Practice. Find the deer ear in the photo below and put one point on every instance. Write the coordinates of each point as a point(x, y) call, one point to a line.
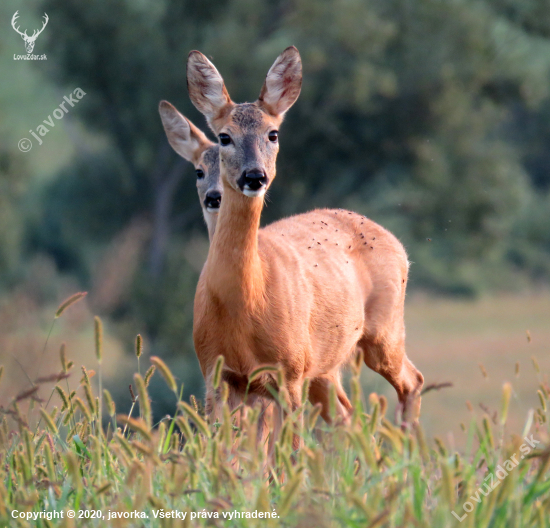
point(206, 88)
point(283, 83)
point(184, 137)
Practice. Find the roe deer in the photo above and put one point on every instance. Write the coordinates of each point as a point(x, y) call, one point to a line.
point(191, 144)
point(305, 292)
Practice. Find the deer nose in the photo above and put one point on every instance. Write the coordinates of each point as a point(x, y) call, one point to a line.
point(213, 200)
point(254, 179)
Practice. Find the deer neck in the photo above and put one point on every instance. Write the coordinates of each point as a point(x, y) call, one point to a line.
point(234, 267)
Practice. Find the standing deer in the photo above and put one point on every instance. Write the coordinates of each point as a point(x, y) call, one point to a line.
point(191, 144)
point(305, 292)
point(29, 41)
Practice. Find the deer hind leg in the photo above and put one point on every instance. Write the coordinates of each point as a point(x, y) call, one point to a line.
point(319, 392)
point(390, 361)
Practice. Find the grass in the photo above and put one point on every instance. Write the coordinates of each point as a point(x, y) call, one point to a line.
point(82, 455)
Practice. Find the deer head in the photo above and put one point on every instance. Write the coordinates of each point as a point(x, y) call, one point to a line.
point(248, 132)
point(29, 41)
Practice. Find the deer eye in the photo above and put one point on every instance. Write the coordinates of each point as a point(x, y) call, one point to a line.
point(224, 139)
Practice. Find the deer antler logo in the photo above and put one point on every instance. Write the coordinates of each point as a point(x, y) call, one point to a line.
point(29, 41)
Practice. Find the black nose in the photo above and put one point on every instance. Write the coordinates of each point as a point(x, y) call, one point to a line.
point(254, 180)
point(213, 199)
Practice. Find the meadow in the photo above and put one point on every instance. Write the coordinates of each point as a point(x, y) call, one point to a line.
point(77, 452)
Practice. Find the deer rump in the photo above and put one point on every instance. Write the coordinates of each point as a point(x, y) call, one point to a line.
point(331, 278)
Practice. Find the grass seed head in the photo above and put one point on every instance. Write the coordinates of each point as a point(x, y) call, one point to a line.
point(69, 302)
point(98, 333)
point(139, 346)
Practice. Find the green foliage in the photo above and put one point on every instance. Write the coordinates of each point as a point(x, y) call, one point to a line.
point(429, 117)
point(365, 473)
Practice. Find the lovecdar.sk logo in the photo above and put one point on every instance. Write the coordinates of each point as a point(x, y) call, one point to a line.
point(29, 40)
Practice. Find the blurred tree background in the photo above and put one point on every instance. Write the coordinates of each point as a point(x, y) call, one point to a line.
point(430, 117)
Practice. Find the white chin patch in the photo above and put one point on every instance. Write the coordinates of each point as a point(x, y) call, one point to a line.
point(252, 194)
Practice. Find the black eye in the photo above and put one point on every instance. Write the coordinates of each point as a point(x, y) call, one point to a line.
point(224, 139)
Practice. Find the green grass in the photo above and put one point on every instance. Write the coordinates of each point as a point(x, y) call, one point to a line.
point(81, 455)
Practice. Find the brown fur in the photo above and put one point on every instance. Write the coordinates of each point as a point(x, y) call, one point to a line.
point(306, 292)
point(191, 144)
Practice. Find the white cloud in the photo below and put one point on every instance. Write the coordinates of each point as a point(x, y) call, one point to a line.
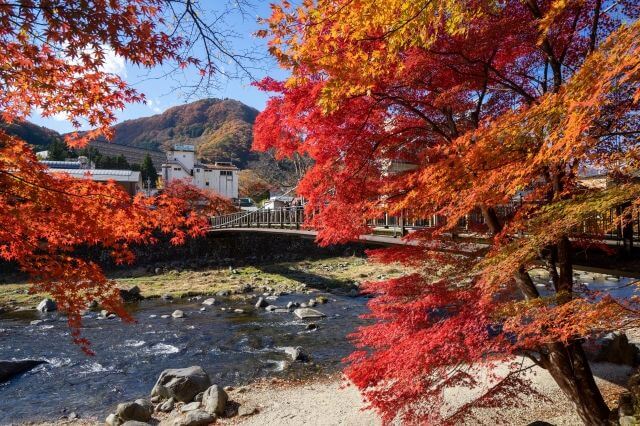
point(114, 63)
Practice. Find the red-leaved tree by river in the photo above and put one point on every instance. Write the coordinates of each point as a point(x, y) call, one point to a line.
point(480, 103)
point(53, 61)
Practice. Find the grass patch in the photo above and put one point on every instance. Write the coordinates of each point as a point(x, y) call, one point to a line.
point(326, 274)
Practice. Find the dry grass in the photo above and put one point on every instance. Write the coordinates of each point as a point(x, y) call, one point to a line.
point(337, 273)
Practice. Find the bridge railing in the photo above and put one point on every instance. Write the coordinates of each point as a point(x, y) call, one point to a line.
point(285, 217)
point(598, 226)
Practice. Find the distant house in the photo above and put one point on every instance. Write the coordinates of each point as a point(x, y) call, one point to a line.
point(81, 168)
point(278, 201)
point(182, 164)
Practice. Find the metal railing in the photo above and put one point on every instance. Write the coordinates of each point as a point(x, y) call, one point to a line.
point(285, 217)
point(599, 226)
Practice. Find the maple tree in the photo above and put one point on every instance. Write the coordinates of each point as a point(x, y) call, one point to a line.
point(52, 62)
point(497, 108)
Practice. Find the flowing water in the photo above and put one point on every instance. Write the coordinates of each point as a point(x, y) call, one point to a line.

▶ **GIVEN TASK**
Please write out all the records above again, changing "Practice" to "Exercise" everywhere and keeping everything else the same. Leave the pictures out.

▶ **OUTPUT OF THE TASK**
Exercise. Find the deer ear in the photo below and put one point on every instance. Write the coordinates of each point as a point(x, y) call, one point to a line.
point(206, 88)
point(283, 83)
point(184, 137)
Exercise. Find the roe deer in the photo above and put one point on every instance. Write the coordinates of each point as a point(x, y) call, one point to a line.
point(191, 144)
point(305, 292)
Exercise. Find the deer nose in the photo above and put one point on every instance. Write the coordinates of each point as a point(x, y) call, one point to a line.
point(213, 200)
point(254, 179)
Exercise. Find the deer neck in the photo above and put one point on every instance. Write the coordinates of each point as a point(x, y) call, one point to a line.
point(234, 267)
Exercise. Find the standing deer in the photo above and put one point on every instance. Write the coordinates of each point as a point(x, y) call, one point to a line.
point(191, 144)
point(305, 292)
point(29, 41)
Exercise. Find the deer hind leg in the photo above and put one point on every instance. Write the coordinates of each point as a point(x, y) call, one point to a line.
point(319, 392)
point(390, 361)
Exercise. Find the grass in the photo above and put one point on every instance. Write the coordinates of each point as a point(x, y) call, one point to a line.
point(82, 455)
Exercise. Find the deer head in the photo above and put one point on every instance. Write the coordinates of each point as a point(x, y) call, one point to a line.
point(248, 132)
point(29, 41)
Exercise. Find the deer eye in the photo above and put one point on every instance. Write the coordinates of each point as a point(x, y) call, one point to a line.
point(224, 139)
Exercise. Find the deer antler logo in the photo above and put one point on every instance. Write the coordinates of each point as a point(x, y) call, one point to a line.
point(29, 41)
Exercise. Find the black nose in the photo above and put one point on every instance. Write the coordinates of each point as a point(x, y) call, one point to a line.
point(254, 180)
point(213, 199)
Exercise. Find the meadow in the photo above and put one point on every instance. Write the coordinates of each point as a point(x, y) call, one point to a line.
point(77, 452)
Exercise. Find the deer rump in the photo above and put one point on every instance. Write the coordinates of each point as a point(x, y) call, one point to a line.
point(331, 278)
Exercise. Find the grass seed head in the photo above and put one point on every instance. Write the coordinates of each point as a point(x, y) call, one point to a line.
point(69, 302)
point(98, 333)
point(139, 346)
Exercise. Find the green foliage in the photo above and put one point on every instance. Write the coordinates of each point as a point(x, y) call, one point to a line.
point(429, 117)
point(365, 473)
Exercise. Find the lovecdar.sk logo in the photo above and put one point on every instance. Write the coordinates of each point as a point(x, y) call, one point to a line.
point(29, 40)
Exercise. Find the blurred tree background in the photo above and put one point on every instance. Write the coordinates of each point as a point(x, y) call, one point to a line.
point(430, 117)
Exercise. Find the white chin patch in the photo above and put one point on every instance. Write the coordinates of each point as a point(x, y) call, one point to a line.
point(252, 194)
Exercise. Find the black eye in the photo above and put one point on every instance. Write the coordinates of each point as a point(x, y) call, one point to a line.
point(224, 139)
Exercise. Find the green grass in the photo above and put one point on every instance. Write the coordinates of each point as a point(x, y) call, one point to a line.
point(81, 455)
Exercise. Find the brown fur in the photo above and put one point on every instance. Write the coordinates of each point as a point(x, y) call, one point to a line.
point(306, 292)
point(191, 144)
Exercise. Find the white cloud in the photo below and put one point on every instance. Write the coordinates of each point as a point(x, y) call, one point to a line.
point(114, 63)
Exercise. Find the red-leaved tree by river in the photo above and put one point on every instance. Write the coordinates of each point as a point(x, y) call, one point to a line.
point(480, 103)
point(53, 61)
Exercise. Find the grass patch in the photo above and put one point on every instance. Write the coordinates of each point as a point(x, y) call, one point to a line.
point(326, 274)
Exercise. Find the dry grass in the photo above and put one point on every instance. Write the coordinates of each point as a point(x, y) call, one point to a line.
point(337, 273)
Exercise. Find the bridge railing in the photo above and put one point on every instance. Write the coordinates of each point as a point(x, y) call, one point to a line.
point(285, 217)
point(598, 226)
Exercise. Find the distant house in the photo above and put one point on every instance. Write the coordinates of each point as a point(x, y) call, one point to a line.
point(81, 168)
point(278, 201)
point(182, 164)
Exercise. Find the metal railing in the photo above and put one point on every instance. Write the coordinates of each point as a point(x, y) call, one point to a line.
point(285, 217)
point(599, 226)
Exercise. Find the maple tree in the photo above and put one point on every instance. Write the coordinates of each point as a point(x, y) call, one point to a line.
point(52, 62)
point(497, 108)
Exercise. Find the flowing water in the photo above and put one point on every instance. Write the coordinates of each point as a point(x, y) call, one point to a line.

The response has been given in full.